• Entries taken from a collection
________________________________________

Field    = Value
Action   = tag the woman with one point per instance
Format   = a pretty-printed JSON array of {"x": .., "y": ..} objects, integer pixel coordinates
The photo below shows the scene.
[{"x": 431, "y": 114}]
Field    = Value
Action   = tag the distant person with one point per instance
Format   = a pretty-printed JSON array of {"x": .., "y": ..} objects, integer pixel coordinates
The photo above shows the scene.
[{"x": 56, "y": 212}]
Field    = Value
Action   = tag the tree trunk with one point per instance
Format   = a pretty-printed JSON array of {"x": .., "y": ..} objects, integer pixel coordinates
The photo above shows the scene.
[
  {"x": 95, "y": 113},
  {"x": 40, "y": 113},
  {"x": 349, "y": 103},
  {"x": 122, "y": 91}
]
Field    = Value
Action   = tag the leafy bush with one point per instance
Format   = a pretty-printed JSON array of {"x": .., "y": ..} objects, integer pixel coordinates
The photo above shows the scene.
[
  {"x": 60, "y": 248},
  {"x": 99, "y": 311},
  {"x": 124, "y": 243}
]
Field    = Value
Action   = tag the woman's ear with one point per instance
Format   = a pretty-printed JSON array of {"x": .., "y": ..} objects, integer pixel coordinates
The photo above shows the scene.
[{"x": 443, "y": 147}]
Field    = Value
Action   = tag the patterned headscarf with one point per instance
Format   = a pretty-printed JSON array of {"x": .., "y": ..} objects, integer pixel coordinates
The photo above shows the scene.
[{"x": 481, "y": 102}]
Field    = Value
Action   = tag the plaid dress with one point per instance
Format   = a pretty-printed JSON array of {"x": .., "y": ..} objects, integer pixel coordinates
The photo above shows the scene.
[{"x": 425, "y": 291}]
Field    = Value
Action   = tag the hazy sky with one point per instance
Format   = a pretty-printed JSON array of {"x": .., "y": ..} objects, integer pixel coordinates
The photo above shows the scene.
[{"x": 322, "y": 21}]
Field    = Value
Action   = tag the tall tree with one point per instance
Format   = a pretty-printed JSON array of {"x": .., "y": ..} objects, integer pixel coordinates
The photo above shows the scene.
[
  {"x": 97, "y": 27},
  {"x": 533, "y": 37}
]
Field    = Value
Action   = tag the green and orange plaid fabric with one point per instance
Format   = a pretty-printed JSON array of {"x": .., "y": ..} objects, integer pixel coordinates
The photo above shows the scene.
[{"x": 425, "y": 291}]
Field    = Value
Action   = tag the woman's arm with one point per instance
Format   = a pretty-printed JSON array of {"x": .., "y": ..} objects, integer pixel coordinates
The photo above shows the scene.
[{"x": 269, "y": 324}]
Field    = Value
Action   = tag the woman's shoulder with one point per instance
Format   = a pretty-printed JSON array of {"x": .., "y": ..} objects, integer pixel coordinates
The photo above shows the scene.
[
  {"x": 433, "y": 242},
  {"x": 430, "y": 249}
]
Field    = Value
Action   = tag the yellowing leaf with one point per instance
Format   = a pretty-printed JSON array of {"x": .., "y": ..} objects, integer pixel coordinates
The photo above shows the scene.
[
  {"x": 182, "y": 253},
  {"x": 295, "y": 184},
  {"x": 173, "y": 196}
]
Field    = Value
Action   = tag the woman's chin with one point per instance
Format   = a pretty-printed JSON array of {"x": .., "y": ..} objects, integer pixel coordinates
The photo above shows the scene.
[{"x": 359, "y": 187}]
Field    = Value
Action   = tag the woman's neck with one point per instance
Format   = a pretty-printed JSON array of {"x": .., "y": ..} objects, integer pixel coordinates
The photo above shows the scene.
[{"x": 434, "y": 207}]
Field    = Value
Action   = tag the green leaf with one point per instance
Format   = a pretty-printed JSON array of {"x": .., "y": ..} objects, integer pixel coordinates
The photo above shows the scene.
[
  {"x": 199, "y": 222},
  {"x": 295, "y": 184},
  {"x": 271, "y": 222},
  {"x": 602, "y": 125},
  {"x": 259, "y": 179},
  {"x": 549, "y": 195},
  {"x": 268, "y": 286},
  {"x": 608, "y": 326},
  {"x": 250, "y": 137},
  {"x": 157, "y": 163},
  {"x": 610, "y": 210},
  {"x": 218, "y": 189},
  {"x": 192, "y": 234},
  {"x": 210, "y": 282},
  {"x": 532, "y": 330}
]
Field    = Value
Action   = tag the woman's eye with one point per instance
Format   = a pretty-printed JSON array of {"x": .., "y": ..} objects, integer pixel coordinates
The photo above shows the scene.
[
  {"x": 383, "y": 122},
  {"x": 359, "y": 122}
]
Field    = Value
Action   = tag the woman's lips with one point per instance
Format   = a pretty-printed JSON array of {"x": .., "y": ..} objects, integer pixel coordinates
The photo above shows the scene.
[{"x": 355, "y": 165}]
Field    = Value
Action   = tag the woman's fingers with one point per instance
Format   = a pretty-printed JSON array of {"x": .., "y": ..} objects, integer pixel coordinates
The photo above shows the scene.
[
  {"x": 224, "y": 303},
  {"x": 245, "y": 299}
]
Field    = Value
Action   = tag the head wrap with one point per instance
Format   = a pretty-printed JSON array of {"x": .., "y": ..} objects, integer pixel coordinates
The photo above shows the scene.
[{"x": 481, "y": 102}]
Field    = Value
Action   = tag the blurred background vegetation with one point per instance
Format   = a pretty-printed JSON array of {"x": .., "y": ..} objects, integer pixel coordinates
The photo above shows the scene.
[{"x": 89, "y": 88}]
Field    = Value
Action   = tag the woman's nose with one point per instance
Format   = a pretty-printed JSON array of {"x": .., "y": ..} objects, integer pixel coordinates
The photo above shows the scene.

________________________________________

• What is being asked
Where a line in the records above contains the string "tree", return that line.

• Problem solution
Action   = tag the tree trunk with one point per instance
Action   = tag the tall tree with one point per instance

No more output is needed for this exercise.